Please sum up the profile of Simphiwe Silwana in two sentences.
***** Text shown
Simphiwe Silwana

Simphiwe Silwana

FAILING BECAME MY LESSON

Repeating a grade is common in South Africa, however for a top student this was the last thing he expected. Simphiwe tells us why he failed but how he chose to make his failure a success and not to give up on his goals.

Simphiwe, 19, grew up in his maternal grandparents house in Gugulethu. ‘My father was a taxi driver and he was involved in two taxi accidents when I was a baby. The second accident left him brain damaged and mentally unstable. And, my mother was too busy to take care of me’.

At the age of one, Simphiwe’s grandparents decided to raise him as their own. ‘I was told that while I was in my grandmother’s house she was going to be my mother. I did have some contact with my biological mother, but still to this day, I call her auntie.’ Despite the absence of Simphiwe’s parents this never held him back, ‘my grandparents were everything to me, I looked up to them. They gave me stability, direction and have always been there for me. Not a day goes by that I haven’t felt loved or supported.’

At the age of 13, Simphiwe’s biological mother was imprisoned in Brazil for drug smuggling. ‘The absence of my mother made me begin to question more about my father, I started to ask questions but quickly realized that it was too painful for my grandparents to talk about. I am still unsure of his circumstances and to this day have never met him. I sometimes get sad when I hear other kids talking about their dads, but in the end of the day I know I am blessed with what I have.’

In grade 10 for the first time Simphiwe failed the year, ‘I have always done well in school, but I had become complacent in my studies, assuming I would do well without studying. I failed two subjects miserably which resulted in me having to repeat the grade.’ Repeating a grade is not uncommon but for Simphiwe who was a B student this was the shock of his life, ‘I remember the day I had to go home and show my report to my grandparents. I was so ashamed. My grandmother tried to be positive but the disappointment was just too great. I had let down the people that believed in me, the ones that meant everything to me.’ Simphiwe spent that holiday introspecting, ‘before I started reflecting I was so embarrassed. I was afraid that my friends might reject me. But beside some people making hurtful comments, I survived.’

Simphiwe’s determination made sure that when he went back to school, he went back with everything he had. ‘I told myself during the holidays, “cry, cry and cry again so that you will never cry for the same reason and be in the same position over again”, now I knew how it felt to fail and I was not going to let it happen a second time.’ The holidays finished and Simphiwe couldn’t wait to get started. ‘I had a deep self-belief that I had the ability to do more and to achieve my goals. Nothing was going to stop me.’ Simphiwe has successfully progressed to grade 11 and his name is on the list of the top 20 in his grade.
**********
***** Data block
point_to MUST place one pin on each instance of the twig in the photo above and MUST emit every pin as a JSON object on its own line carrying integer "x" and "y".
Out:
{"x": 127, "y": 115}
**********
**Result below**
Simphiwe, 19, has been raised by his maternal grandparents in Gugulethu since the age of one, because a taxi accident left his father brain damaged and his mother was too busy to care for him. After becoming complacent and failing two subjects in grade 10, he had to repeat the grade, but he returned to school determined and has progressed to grade 11, where he is on the list of the top 20 in his grade.